╭─ Excerpted passage

Throughout history, technology innovations like the printing press, electricity, flight, manned space travel, and the rise of the internet have been the catalyst for great societal change and even geopolitical changes. These changes can be profound and result from the natural flow of events. Some are good, and some are bad; and while some are intentional, many are unintentional.
We’ve seen a transformation underway within the legal industry for some time now, and the pandemic is continuing to accelerate these changes. From what we have observed in recent months, many of the technologies that were reshaping the practice of law have now become necessary, and resistance to digital workflows is no longer a viable option for many legal professionals. In the midst of this transformation, we can draw some observations about how the industry can cope with what’s next.
The adoption of digital solutions and workflows will continue to accelerate. The abrupt shift to remote work brought to light how prepared (or not prepared) organizations were for such a change, and those who did not have an infrastructure to accommodate remote work had to build one as quickly as possible. Tools like natural language searching, e-discovery, predictive analytics, artificial intelligence, and robotics were already being applied to the practice of law, and we are likely to see higher adoption rates for these technologies for specific use cases such as research, billing, and contract management. As a result of the pandemic, I believe that resistance to change — which was named as one of the top barriers to change by both corporate legal departments and law firms in the 2020 Wolters Kluwer Future Ready Lawyer Survey — will be less of an obstacle for organizations moving forward.
Certain solutions will mature more quickly as a result of the accelerated transformation. As solutions get adopted, they move through phases of maturity as they are applied for specific-use cases and gradually become better, more effective, and more sophisticated. Prior to the pandemic, litigants in the State of New York could not e-file documents, but that has changed since the state shut down in March. That is just one example of how much change and adaptation has been implemented in a very short amount of time. We are likely to see not only a faster rate of adoption, but a faster rate of maturity for solutions that are becoming more widely used.

╰─

▸ Tasks to perform:
• 1. Answer from the legal-technology passage.
(a) Which survey named resistance to change as one of the top barriers to change?
(b) Before the pandemic, what could litigants in the State of New York not do?
(c) For which specific use cases are higher adoption rates likely?
• 2. Transcribe the stretch of the legal-technology passage from "We’ve seen a" through "with what’s next.".
Nothing in the listing is needed for this work.

╭─ Excerpted records

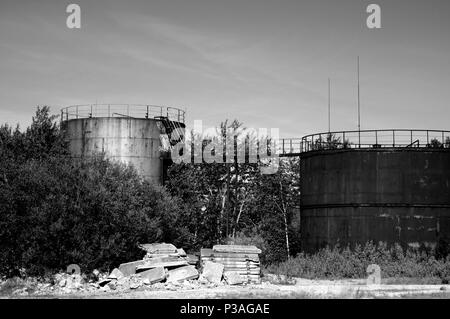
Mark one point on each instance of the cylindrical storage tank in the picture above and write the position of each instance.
(133, 139)
(396, 194)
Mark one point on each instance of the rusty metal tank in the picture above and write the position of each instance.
(131, 134)
(387, 185)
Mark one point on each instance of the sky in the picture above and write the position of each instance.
(265, 63)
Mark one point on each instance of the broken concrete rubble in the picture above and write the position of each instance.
(165, 268)
(129, 269)
(238, 258)
(115, 274)
(153, 275)
(182, 273)
(165, 264)
(233, 278)
(212, 271)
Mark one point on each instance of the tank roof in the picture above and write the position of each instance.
(140, 111)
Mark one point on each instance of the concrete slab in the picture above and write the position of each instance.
(233, 278)
(237, 249)
(153, 275)
(159, 248)
(182, 273)
(212, 271)
(129, 269)
(166, 264)
(115, 274)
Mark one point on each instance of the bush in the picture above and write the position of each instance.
(89, 212)
(338, 263)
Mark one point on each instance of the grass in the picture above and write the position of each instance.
(342, 263)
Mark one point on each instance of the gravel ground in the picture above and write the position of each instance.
(302, 288)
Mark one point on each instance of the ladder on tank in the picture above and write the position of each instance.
(173, 130)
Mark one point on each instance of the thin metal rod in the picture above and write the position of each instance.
(329, 105)
(359, 106)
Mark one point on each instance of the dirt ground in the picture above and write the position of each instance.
(302, 289)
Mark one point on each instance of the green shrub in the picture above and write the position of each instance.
(89, 212)
(340, 263)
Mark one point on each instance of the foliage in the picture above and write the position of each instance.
(225, 199)
(340, 263)
(56, 210)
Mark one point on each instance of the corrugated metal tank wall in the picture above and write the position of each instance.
(353, 196)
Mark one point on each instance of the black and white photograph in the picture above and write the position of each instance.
(224, 156)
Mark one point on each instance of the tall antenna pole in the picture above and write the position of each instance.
(359, 107)
(329, 105)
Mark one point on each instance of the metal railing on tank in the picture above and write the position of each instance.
(366, 139)
(122, 110)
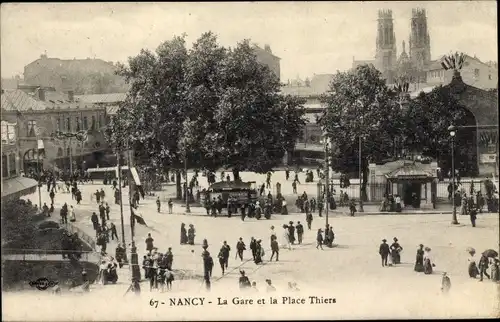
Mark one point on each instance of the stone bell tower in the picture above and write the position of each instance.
(420, 44)
(386, 56)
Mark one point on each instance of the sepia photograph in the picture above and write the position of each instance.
(226, 161)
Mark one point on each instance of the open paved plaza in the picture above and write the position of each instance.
(351, 271)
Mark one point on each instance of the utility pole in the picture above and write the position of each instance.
(134, 259)
(327, 178)
(186, 192)
(118, 156)
(360, 177)
(39, 170)
(70, 158)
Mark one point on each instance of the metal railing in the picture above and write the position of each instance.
(48, 255)
(89, 240)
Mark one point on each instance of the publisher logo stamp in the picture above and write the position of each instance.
(43, 283)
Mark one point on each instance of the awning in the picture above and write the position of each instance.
(412, 171)
(18, 186)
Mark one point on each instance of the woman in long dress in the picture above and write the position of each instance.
(419, 260)
(286, 238)
(395, 250)
(472, 269)
(427, 261)
(183, 234)
(72, 216)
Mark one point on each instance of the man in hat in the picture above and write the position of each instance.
(319, 239)
(240, 247)
(445, 283)
(270, 287)
(169, 259)
(300, 231)
(244, 282)
(384, 252)
(224, 256)
(85, 280)
(291, 233)
(275, 249)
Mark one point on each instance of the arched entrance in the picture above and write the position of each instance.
(466, 147)
(33, 161)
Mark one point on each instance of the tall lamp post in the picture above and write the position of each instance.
(326, 142)
(186, 192)
(360, 177)
(453, 131)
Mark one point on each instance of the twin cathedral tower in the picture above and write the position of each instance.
(410, 66)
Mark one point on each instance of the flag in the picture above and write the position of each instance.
(138, 218)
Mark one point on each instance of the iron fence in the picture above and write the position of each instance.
(47, 255)
(81, 234)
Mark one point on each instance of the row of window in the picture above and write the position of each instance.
(8, 165)
(66, 124)
(437, 73)
(440, 73)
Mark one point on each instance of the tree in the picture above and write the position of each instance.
(426, 121)
(208, 107)
(359, 104)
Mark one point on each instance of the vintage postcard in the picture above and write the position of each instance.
(249, 160)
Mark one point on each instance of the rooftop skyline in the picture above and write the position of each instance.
(310, 38)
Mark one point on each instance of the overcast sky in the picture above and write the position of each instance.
(317, 37)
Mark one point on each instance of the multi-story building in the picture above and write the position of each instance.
(83, 76)
(309, 148)
(266, 57)
(13, 184)
(39, 113)
(412, 65)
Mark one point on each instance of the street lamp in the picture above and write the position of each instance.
(360, 177)
(453, 131)
(186, 191)
(326, 142)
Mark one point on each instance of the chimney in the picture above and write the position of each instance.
(41, 94)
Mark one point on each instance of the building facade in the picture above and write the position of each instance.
(411, 65)
(83, 76)
(309, 149)
(266, 57)
(474, 72)
(39, 113)
(14, 184)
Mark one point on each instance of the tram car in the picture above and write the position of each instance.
(244, 192)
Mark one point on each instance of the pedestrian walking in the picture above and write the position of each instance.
(158, 204)
(319, 239)
(113, 232)
(240, 247)
(253, 247)
(309, 219)
(384, 252)
(300, 232)
(275, 249)
(170, 206)
(149, 243)
(107, 210)
(224, 256)
(473, 216)
(483, 267)
(95, 221)
(445, 283)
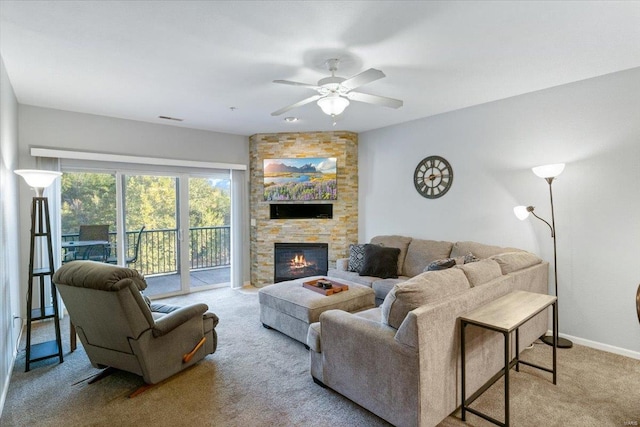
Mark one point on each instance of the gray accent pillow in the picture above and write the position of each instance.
(440, 264)
(400, 242)
(380, 261)
(356, 258)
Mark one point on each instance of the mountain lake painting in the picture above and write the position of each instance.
(300, 179)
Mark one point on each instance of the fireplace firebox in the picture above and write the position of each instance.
(296, 260)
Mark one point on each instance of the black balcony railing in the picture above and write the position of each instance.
(158, 253)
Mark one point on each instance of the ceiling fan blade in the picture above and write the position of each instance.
(363, 78)
(289, 82)
(375, 99)
(297, 104)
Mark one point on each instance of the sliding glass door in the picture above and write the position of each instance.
(209, 226)
(174, 229)
(152, 213)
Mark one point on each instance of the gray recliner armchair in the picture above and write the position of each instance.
(119, 328)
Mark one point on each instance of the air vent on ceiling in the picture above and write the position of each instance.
(170, 118)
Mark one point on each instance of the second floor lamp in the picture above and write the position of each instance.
(549, 173)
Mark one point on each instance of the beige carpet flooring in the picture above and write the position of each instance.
(259, 377)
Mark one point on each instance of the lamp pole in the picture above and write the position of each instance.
(548, 172)
(548, 339)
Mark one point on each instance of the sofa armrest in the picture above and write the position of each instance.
(363, 361)
(176, 318)
(342, 264)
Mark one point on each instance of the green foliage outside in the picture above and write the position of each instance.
(90, 198)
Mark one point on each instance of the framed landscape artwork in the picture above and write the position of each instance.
(300, 179)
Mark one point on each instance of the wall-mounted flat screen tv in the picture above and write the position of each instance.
(300, 179)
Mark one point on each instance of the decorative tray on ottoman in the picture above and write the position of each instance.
(325, 286)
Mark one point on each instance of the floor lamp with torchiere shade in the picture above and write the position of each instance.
(549, 173)
(40, 270)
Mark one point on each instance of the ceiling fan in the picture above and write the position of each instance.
(334, 93)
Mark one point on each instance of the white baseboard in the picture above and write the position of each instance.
(601, 346)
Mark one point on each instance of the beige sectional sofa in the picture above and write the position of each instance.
(401, 360)
(415, 256)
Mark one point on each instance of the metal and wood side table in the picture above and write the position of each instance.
(505, 315)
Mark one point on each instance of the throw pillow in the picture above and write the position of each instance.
(440, 264)
(466, 259)
(399, 242)
(380, 261)
(470, 258)
(356, 258)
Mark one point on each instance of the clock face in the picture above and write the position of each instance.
(433, 177)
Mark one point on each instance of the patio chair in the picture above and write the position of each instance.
(136, 251)
(122, 330)
(97, 252)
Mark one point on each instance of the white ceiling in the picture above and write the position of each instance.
(196, 59)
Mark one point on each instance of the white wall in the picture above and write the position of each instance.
(594, 127)
(50, 128)
(9, 223)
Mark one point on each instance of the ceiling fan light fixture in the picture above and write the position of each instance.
(333, 105)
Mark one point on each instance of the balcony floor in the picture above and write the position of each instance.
(170, 283)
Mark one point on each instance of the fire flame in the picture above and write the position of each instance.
(299, 262)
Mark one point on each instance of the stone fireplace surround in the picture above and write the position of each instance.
(338, 232)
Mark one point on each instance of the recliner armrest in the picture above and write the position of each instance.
(176, 318)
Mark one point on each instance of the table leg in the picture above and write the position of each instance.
(72, 337)
(462, 356)
(555, 337)
(507, 344)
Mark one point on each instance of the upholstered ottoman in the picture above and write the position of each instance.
(290, 308)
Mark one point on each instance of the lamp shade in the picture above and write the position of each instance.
(38, 179)
(548, 171)
(521, 212)
(333, 104)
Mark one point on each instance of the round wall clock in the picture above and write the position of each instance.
(433, 177)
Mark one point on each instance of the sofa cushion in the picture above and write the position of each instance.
(481, 272)
(356, 258)
(380, 261)
(383, 286)
(514, 261)
(421, 253)
(419, 290)
(478, 249)
(399, 242)
(466, 259)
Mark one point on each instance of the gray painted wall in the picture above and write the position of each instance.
(9, 222)
(593, 126)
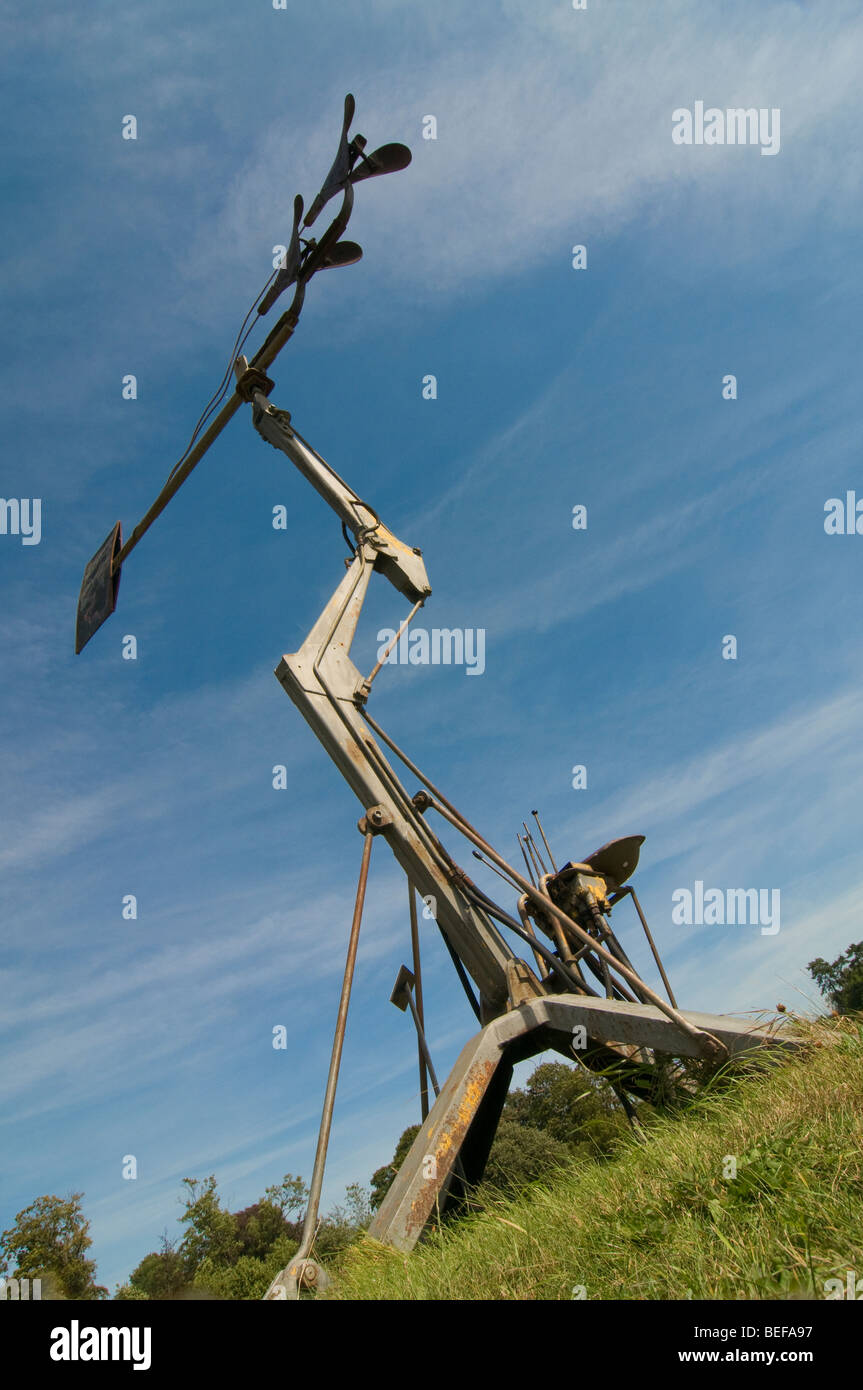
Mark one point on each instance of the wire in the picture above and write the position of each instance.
(223, 387)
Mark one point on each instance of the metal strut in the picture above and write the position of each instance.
(302, 1269)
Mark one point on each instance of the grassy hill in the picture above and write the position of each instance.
(666, 1219)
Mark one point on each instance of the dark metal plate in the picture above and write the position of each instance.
(97, 598)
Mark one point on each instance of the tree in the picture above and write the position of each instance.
(520, 1155)
(210, 1229)
(559, 1115)
(381, 1180)
(564, 1102)
(289, 1196)
(49, 1241)
(841, 982)
(160, 1275)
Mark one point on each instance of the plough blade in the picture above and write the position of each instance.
(97, 597)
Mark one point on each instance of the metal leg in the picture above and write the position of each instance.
(300, 1268)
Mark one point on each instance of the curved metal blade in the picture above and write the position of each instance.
(388, 159)
(292, 263)
(343, 253)
(341, 167)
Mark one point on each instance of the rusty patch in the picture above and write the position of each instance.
(449, 1141)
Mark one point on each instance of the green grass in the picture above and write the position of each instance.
(660, 1221)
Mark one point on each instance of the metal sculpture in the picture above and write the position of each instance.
(624, 1030)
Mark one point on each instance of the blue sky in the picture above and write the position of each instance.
(555, 387)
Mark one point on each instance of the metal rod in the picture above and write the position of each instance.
(532, 852)
(320, 1158)
(709, 1044)
(535, 815)
(527, 865)
(528, 926)
(535, 854)
(424, 1051)
(414, 944)
(651, 943)
(267, 355)
(395, 641)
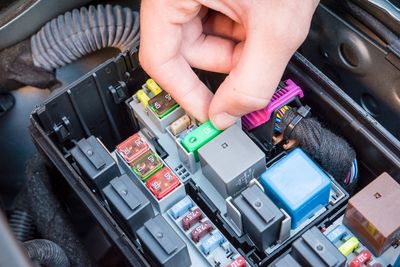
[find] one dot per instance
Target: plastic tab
(121, 188)
(238, 262)
(212, 242)
(163, 240)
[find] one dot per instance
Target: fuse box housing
(373, 214)
(127, 199)
(66, 118)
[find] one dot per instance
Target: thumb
(251, 83)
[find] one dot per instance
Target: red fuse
(238, 262)
(132, 148)
(361, 259)
(162, 183)
(191, 218)
(200, 231)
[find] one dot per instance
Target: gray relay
(231, 160)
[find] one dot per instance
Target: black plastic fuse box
(127, 199)
(95, 161)
(160, 241)
(59, 124)
(260, 215)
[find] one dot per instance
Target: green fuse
(162, 104)
(199, 137)
(349, 246)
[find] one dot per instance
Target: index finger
(160, 57)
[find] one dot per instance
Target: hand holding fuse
(162, 104)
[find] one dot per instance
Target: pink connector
(281, 97)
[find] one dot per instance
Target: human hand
(252, 40)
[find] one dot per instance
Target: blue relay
(298, 185)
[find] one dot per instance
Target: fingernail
(223, 120)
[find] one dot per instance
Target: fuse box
(183, 193)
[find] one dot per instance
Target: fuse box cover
(298, 185)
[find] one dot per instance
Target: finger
(161, 59)
(212, 53)
(250, 84)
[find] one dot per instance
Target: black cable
(332, 152)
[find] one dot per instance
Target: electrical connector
(284, 95)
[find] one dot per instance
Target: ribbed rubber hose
(46, 253)
(83, 31)
(22, 225)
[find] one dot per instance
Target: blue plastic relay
(298, 185)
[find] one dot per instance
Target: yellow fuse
(142, 97)
(348, 247)
(153, 87)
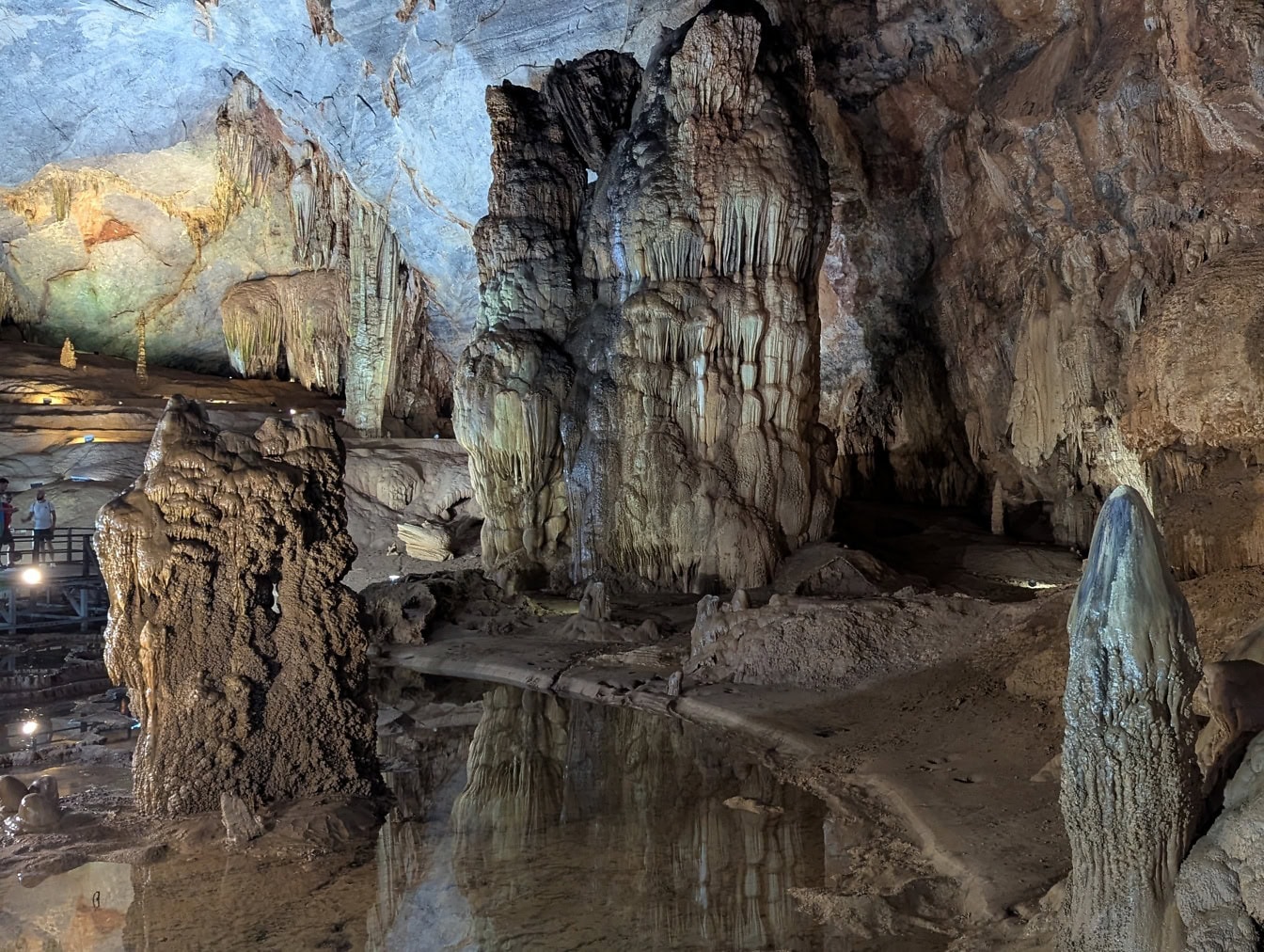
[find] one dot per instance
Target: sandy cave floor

╰─

▸ Results of the tasks:
• 1.
(a) The 2020 Wolters Kluwer Future Ready Lawyer Survey
(b) E-file documents
(c) Research, billing, and contract management

• 2.
We’ve seen a transformation underway within the legal industry for some time now, and the pandemic is continuing to accelerate these changes. From what we have observed in recent months, many of the technologies that were reshaping the practice of law have now become necessary, and resistance to digital workflows is no longer a viable option for many legal professionals. In the midst of this transformation, we can draw some observations about how the industry can cope with what’s next.